-------- Records for the task --------

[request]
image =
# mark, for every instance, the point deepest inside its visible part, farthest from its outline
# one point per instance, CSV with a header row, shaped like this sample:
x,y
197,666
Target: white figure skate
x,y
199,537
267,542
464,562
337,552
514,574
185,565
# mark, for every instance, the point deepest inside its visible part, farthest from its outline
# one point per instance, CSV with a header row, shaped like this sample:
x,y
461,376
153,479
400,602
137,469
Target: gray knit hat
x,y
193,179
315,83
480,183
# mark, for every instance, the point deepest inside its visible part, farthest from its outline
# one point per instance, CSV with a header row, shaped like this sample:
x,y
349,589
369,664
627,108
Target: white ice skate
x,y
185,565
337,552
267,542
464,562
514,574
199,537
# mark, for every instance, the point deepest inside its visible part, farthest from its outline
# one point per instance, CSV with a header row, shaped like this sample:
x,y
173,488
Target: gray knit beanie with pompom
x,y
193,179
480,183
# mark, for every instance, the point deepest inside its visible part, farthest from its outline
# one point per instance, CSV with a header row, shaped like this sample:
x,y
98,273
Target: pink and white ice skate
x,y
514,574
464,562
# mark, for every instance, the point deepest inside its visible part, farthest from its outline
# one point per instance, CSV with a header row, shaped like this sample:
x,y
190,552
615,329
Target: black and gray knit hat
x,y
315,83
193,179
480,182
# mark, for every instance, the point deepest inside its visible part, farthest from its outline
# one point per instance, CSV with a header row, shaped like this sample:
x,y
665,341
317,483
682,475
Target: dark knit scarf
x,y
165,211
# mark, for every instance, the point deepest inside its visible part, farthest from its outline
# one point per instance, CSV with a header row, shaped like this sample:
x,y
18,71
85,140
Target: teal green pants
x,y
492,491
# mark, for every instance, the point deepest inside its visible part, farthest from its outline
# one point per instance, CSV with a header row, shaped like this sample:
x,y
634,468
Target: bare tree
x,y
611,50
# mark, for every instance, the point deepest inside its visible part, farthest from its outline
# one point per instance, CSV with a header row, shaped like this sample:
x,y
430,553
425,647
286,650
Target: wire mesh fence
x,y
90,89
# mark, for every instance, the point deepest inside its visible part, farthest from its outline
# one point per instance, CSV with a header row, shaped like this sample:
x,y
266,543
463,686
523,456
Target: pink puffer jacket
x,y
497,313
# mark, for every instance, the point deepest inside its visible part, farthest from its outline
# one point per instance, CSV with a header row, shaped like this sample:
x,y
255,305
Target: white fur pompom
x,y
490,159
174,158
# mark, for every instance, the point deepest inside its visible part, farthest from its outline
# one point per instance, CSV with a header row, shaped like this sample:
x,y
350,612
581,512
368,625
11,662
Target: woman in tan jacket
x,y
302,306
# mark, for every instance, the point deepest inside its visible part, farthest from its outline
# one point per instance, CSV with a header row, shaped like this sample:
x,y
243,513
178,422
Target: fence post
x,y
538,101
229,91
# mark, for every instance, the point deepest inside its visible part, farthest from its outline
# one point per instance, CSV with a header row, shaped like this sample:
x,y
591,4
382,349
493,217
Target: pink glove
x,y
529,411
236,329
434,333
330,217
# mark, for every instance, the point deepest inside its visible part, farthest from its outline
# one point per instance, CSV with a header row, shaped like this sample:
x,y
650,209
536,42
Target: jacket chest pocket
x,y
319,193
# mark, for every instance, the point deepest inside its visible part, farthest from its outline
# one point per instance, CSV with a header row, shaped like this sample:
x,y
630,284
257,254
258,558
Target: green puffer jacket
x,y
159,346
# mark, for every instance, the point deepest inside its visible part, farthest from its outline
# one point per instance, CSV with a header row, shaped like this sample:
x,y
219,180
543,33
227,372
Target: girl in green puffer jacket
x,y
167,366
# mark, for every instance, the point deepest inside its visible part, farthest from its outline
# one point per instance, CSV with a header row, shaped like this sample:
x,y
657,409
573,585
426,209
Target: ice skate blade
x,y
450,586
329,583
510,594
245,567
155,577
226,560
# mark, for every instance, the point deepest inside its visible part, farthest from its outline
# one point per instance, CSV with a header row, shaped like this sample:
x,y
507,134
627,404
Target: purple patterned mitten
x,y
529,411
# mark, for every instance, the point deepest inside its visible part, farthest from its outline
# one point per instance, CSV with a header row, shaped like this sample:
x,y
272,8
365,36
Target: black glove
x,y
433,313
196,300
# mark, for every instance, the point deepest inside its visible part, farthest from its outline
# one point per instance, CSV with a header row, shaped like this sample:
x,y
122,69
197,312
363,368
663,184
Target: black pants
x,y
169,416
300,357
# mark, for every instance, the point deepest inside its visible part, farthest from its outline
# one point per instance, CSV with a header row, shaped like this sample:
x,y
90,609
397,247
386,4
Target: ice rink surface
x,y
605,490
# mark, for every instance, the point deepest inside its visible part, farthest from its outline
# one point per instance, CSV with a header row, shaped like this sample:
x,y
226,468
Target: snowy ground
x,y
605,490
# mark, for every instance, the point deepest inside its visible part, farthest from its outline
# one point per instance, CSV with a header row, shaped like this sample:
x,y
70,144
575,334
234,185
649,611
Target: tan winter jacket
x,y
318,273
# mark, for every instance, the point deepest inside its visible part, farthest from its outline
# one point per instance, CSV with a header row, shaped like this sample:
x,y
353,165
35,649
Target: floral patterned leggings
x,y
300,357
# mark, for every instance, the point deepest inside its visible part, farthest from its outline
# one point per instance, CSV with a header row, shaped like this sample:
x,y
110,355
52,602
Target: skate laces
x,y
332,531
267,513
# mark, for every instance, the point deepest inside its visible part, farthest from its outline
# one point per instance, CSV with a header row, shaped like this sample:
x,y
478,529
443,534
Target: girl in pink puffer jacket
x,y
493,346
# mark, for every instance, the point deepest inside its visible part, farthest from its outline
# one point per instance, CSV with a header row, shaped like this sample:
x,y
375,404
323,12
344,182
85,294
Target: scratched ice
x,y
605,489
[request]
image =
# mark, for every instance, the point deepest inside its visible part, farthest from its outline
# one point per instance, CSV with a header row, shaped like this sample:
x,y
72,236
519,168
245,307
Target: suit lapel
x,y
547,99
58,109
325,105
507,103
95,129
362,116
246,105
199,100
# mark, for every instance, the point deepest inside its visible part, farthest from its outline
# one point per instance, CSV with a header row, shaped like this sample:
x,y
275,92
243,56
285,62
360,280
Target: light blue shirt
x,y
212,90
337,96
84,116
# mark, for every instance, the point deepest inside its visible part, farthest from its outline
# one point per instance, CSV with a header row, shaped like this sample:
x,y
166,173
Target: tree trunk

--------

Brief: Return the entries above exactly as they appear.

The output:
[request]
image =
# mark, for every instance, the point deepest inside its visible part, farthest from its outline
# one point per instance, CSV with a header row, shaped like this sample:
x,y
197,666
Target: white figure skate
x,y
199,537
267,542
464,562
337,552
514,574
185,565
# mark, for every instance, the point deepest inside its visible part, farthest from its outline
# one point per instance, CSV with a header row, shaped like this sample:
x,y
461,376
153,479
400,602
137,469
Target: gray knit hat
x,y
193,179
315,83
480,183
# mark, for every instance, the point deepest inside its visible part, farthest from its outline
# one point per instance, CSV with a header row, shaped like this sample:
x,y
349,589
369,664
627,108
Target: white ice skate
x,y
185,565
337,552
267,542
464,562
514,574
199,537
# mark, for every instance, the point deepest inside its visible part, farthest from its outline
# one point per instance, CSV with a header row, shaped like this sample:
x,y
173,488
Target: gray knit beanie with pompom
x,y
193,179
480,183
# mark, for every instance, the point deepest inside its visible part, farthest from its outline
# one point per instance, CSV with a header row, shaped like this sample:
x,y
98,273
Target: pink and white ice skate
x,y
514,574
464,562
# mark, for every instance, the point deepest inside its visible part, farthest from its outline
# one point per instance, CSV with a header row, shaped like this sample:
x,y
190,552
615,329
Target: black and gray knit hat
x,y
315,83
193,179
480,182
# mark, for every instance, the point deepest inside its visible part, farthest from its outline
# one point per instance, CSV with a header row, shaped like this sample:
x,y
665,341
317,483
682,475
Target: dark knit scarf
x,y
165,211
# mark, for every instance, the point deepest inside its visible part, farthest from its outline
# one point per instance, CSV with a header row, shaped like this sample:
x,y
18,71
85,140
Target: teal green pants
x,y
492,491
# mark, for every instance, the point deepest inside its visible part, farthest from its outline
# one point per instance, CSV with a header row, shaped like this sample:
x,y
634,468
Target: bare tree
x,y
611,50
# mark, for every instance, the point deepest inside its visible part, farthest from its outline
# one point per instance, CSV with a header row, shaped like this sample:
x,y
430,553
425,647
286,650
Target: wire mesh fence
x,y
90,89
# mark, for every instance, the point deepest inside its visible part, farthest from its outline
# one point per instance, CSV with a header row, shaped like this sample:
x,y
266,543
463,686
523,456
Target: pink puffer jacket
x,y
497,313
# mark, for every instance, the point deepest inside its visible part, farthest from its outline
# one point per instance, CSV with a header row, shaped like this sample:
x,y
255,305
Target: white fur pompom
x,y
490,159
174,158
# mark, for every instance, the point deepest inside its visible part, farthest from its outline
# one point per instance, CSV with a header row, shaped like this sample:
x,y
350,612
581,512
368,625
11,662
Target: woman in tan jacket
x,y
302,306
# mark, for every instance, the point deepest inside its visible part, farthest from its outline
# one point per instance, CSV with a header row, shaped like this sample:
x,y
243,513
178,422
Target: fence post
x,y
538,101
229,91
# mark, for every instance, the point deepest inside its visible part, farthest from its outline
# one point per instance, CSV with a header row, shaped like this sample:
x,y
591,4
382,349
493,217
Target: pink glove
x,y
529,411
236,329
434,333
330,217
# mark, for every instance, the point deepest inside its visible part, farthest from its outline
# one point per instance, CSV with a header row, shaped like this sample:
x,y
650,209
536,42
Target: jacket chest pocket
x,y
319,193
# mark, for every instance, the point deepest inside its visible part, farthest from its outline
# one point per instance, CSV with a header row, shaped like this sample:
x,y
630,284
257,254
258,558
Target: green puffer jacket
x,y
159,346
# mark, for every instance, the point deepest inside its visible part, farthest from its outline
# one point per instance, CSV with a header row, shaped like this sample:
x,y
219,180
543,33
227,372
Target: girl in green puffer jacket
x,y
167,366
# mark, for every instance, the point deepest inside its visible part, farthest from its outline
# one point per instance, CSV with a header row, shaped like this sample:
x,y
657,409
573,585
426,209
Target: ice skate blade
x,y
450,586
329,583
510,594
245,567
155,577
226,560
# mark, for every instance, the point deepest inside its visible part, farthest from its outline
# one point per instance, CSV with a header row, shaped like this sample:
x,y
507,134
627,404
Target: purple patterned mitten
x,y
529,411
# mark, for every instance, the point deepest inside its visible part, farthest from its outline
# one point per instance, CSV with a header row, shaped like this sample:
x,y
272,8
365,36
Target: black glove
x,y
433,313
196,300
# mark, for every instance, the point deepest inside its visible part, farthest from its outline
# one point per instance, CSV with a header row, shaped like this sample:
x,y
122,69
197,312
363,368
663,184
Target: black pants
x,y
169,416
300,357
# mark, for every instance, the point deepest inside its visible part, farthest from its outline
# one point per instance, CSV with a header row, shaped like this sample:
x,y
90,609
397,247
386,4
Target: ice rink surface
x,y
605,490
# mark, for every instance, the point deepest inside its visible part, farthest from its outline
# one point per instance, CSV with a header row, shaped like this sample:
x,y
226,468
Target: snowy ground
x,y
605,490
# mark, for every instance, the point deepest inside its visible part, farthest from its outline
# one point per instance, CSV with a header row, shaped like this sample:
x,y
70,144
575,334
234,185
649,611
Target: tan winter jacket
x,y
318,273
# mark, for every instance, the point deepest inside its visible part, farthest from its outline
# one point per instance, CSV with a header row, shaped like this sample:
x,y
353,165
35,649
Target: floral patterned leggings
x,y
300,357
# mark, for every instance, the point deepest inside its visible part, farthest from its outline
# one point per instance, CSV with a header row, shaped like this sample:
x,y
110,355
52,602
Target: skate laces
x,y
332,531
267,513
# mark, for every instance, the point deepest inside its visible part, farthest from its outline
# one point per instance, CSV with a header row, shaped like this sample:
x,y
478,529
443,534
Target: girl in pink puffer jacket
x,y
493,346
# mark, for every instance, the point deepest inside its visible part, farthest from its outline
# one point per instance, CSV with a header row, shaped like this sample:
x,y
375,404
323,12
344,182
85,294
Target: scratched ice
x,y
605,489
[request]
image =
# mark, for every instance, the point deepest inside its visible part, farthest from its outline
# one point per instance, CSV with a header row, shaped like this sample:
x,y
72,236
519,168
245,307
Target: suit lapel
x,y
547,99
58,109
325,105
507,103
95,129
362,116
246,105
199,100
# mark, for every instance, the point deepest inside its visible part, farthest from its outline
# one point per instance, CSV with a header row, shaped like this sample:
x,y
275,92
243,56
285,62
360,280
Target: light blue shirt
x,y
212,90
337,96
84,116
# mark, for every instance, the point deepest inside its visible part, farthest from its outline
# one point per instance, CSV with a header row, shaped like this sample:
x,y
166,173
Target: tree trunk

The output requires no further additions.